→ **ENTRIES SHOWN**

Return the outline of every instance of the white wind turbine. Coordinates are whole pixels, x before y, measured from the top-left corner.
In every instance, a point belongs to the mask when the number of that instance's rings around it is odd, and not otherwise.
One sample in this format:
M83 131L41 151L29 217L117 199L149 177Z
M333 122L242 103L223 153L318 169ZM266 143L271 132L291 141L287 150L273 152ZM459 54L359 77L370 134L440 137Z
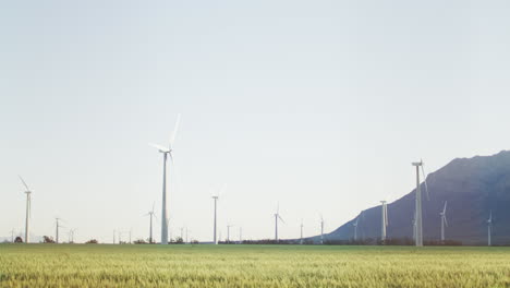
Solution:
M445 226L448 227L448 221L446 219L446 207L447 207L448 201L445 201L445 207L442 208L442 212L439 213L441 216L441 242L445 243Z
M154 243L154 237L153 237L153 218L157 218L156 217L156 214L154 213L154 206L156 205L156 203L153 203L153 209L145 214L144 216L149 216L150 218L150 223L149 223L149 244Z
M487 245L493 245L493 211L487 220Z
M230 243L230 228L232 228L233 225L229 224L227 225L227 243Z
M277 212L275 213L275 240L278 242L278 219L280 219L282 223L286 223L283 218L280 216L280 203L277 205Z
M161 208L161 244L168 244L168 211L167 211L167 158L170 156L170 160L173 165L173 141L175 140L177 131L179 129L179 122L181 121L181 115L178 115L178 119L175 121L175 128L173 129L173 133L170 137L170 142L168 147L163 147L161 145L149 144L156 147L160 153L163 154L163 184L162 184L162 208Z
M17 176L20 177L20 180L22 181L23 185L25 187L26 191L26 216L25 216L25 243L28 243L31 241L31 231L29 231L29 220L32 218L32 197L31 197L31 194L32 194L32 191L31 189L28 188L28 185L26 184L25 180L23 180L23 178L21 176Z
M360 223L360 216L357 216L356 218L356 221L352 224L352 226L354 227L354 241L357 240L357 225Z
M386 204L386 201L380 202L381 205L381 229L380 229L380 241L382 243L386 241L386 228L388 227L388 205Z
M320 214L320 244L324 244L324 218Z
M422 173L425 184L425 191L428 197L428 188L427 181L425 178L425 170L423 168L424 163L420 160L418 163L413 163L413 166L416 167L416 207L415 207L415 244L416 247L423 247L423 221L422 221L422 190L421 190L421 181L420 181L420 167L422 167Z
M301 238L300 238L300 244L303 244L303 219L301 219Z
M54 221L56 221L56 232L54 232L54 242L58 244L59 243L59 228L64 228L63 226L60 225L60 220L62 220L61 218L59 217L56 217L54 218Z
M216 237L218 231L218 199L220 193L224 190L224 184L218 191L218 194L212 195L212 200L215 201L215 223L214 223L214 232L212 232L212 242L214 244L218 244L218 238Z

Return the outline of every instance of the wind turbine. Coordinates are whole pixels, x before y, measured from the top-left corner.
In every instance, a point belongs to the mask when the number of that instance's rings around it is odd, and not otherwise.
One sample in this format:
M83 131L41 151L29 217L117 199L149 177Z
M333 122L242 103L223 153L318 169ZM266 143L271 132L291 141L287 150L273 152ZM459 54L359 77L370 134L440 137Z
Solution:
M233 225L227 225L227 243L230 243L230 228L232 228Z
M357 224L360 221L360 216L357 216L356 218L356 221L352 224L352 226L354 227L354 241L357 240Z
M303 219L301 219L301 239L300 244L303 244Z
M239 243L243 243L243 227L239 227Z
M490 211L489 218L487 220L487 245L493 245L493 211Z
M32 194L32 191L31 189L28 188L28 185L26 184L25 180L23 180L23 178L21 176L17 176L20 177L20 180L22 181L23 185L26 188L26 216L25 216L25 243L28 243L29 242L29 238L31 238L31 233L29 233L29 219L32 218L32 199L31 199L31 194Z
M324 244L324 218L320 214L320 244Z
M212 200L215 201L215 230L214 230L214 237L212 237L212 241L214 243L217 245L218 244L218 238L216 237L216 233L218 231L218 199L219 199L219 194L220 192L224 190L224 184L221 187L221 189L218 191L218 194L216 195L212 195Z
M441 242L445 243L445 226L448 227L448 221L446 219L446 207L447 207L448 201L445 201L445 207L442 208L442 212L439 213L441 216Z
M381 205L381 229L380 229L380 241L386 242L386 227L388 227L388 206L386 201L380 202Z
M424 163L420 160L418 163L413 163L412 166L416 167L416 224L415 224L415 244L416 247L423 247L423 223L422 223L422 190L421 190L421 182L420 182L420 167L422 167L422 173L424 178L425 191L428 197L428 188L427 181L425 178L425 170L423 168Z
M153 203L153 209L145 214L144 216L149 216L150 218L150 225L149 225L149 244L154 243L154 238L153 238L153 217L156 217L156 214L154 213L154 206L156 203Z
M173 165L173 141L175 140L177 131L179 129L179 122L181 121L181 115L178 115L178 119L175 121L175 128L173 129L173 133L170 136L170 142L168 147L163 147L161 145L149 144L156 147L159 153L163 155L163 184L162 184L162 208L161 208L161 244L168 244L168 211L167 211L167 158L170 156L170 160Z
M54 242L58 244L59 243L59 228L64 228L64 227L60 225L61 218L56 217L54 220L56 220Z
M69 243L74 243L74 231L76 229L69 229Z
M277 212L275 213L275 240L278 242L278 219L280 219L282 223L286 223L283 218L280 216L280 203L277 205Z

→ **PROMPT**
Could you copy the rows verbatim, from the start of the rows through the line that contains "M386 204L386 201L380", both ends included, and leave the pictures out of your answer?

→ **THE RESULT**
Return the outline of every instance of the white wind turbine. Coordinates are whole pixels, x before y, measured from the top-left corner.
In every instance, a point belongs to the mask when the number of that instance's rings around it is odd, and not otherwise.
One sample in this format:
M83 131L41 151L29 217L117 199L149 177Z
M333 122L242 103L223 153L318 169ZM266 143L271 132L291 141L287 150L273 152ZM459 54L359 77L370 134L440 137Z
Solution:
M445 226L448 227L448 221L446 219L446 207L447 207L448 201L445 201L445 207L442 208L442 212L439 213L441 216L441 242L445 243Z
M154 243L154 237L153 237L153 218L157 218L156 217L156 214L154 213L154 206L156 205L156 203L153 203L153 209L145 214L144 216L149 216L150 218L150 223L149 223L149 244Z
M487 245L493 245L493 211L487 220Z
M230 243L230 228L232 228L233 225L229 224L227 225L227 243Z
M277 212L275 213L275 240L278 242L278 219L280 219L282 223L286 223L283 218L280 216L280 203L277 205Z
M161 208L161 244L168 244L168 211L167 211L167 158L170 156L170 160L173 165L173 141L175 140L177 131L179 129L179 122L181 121L181 115L178 115L178 119L175 121L175 128L173 129L173 133L170 137L170 142L168 147L163 147L161 145L149 144L156 147L160 153L163 154L163 184L162 184L162 208Z
M17 176L20 177L20 180L22 181L23 185L25 187L26 191L26 216L25 216L25 243L28 243L31 241L31 231L29 231L29 220L32 218L32 197L31 197L31 194L32 194L32 191L31 189L28 188L28 185L26 184L25 180L23 180L23 178L21 176Z
M360 223L360 216L357 216L356 218L356 221L352 224L352 226L354 227L354 241L357 240L357 225Z
M386 204L386 201L380 202L381 205L381 229L380 229L380 241L382 243L386 241L386 228L388 227L388 205Z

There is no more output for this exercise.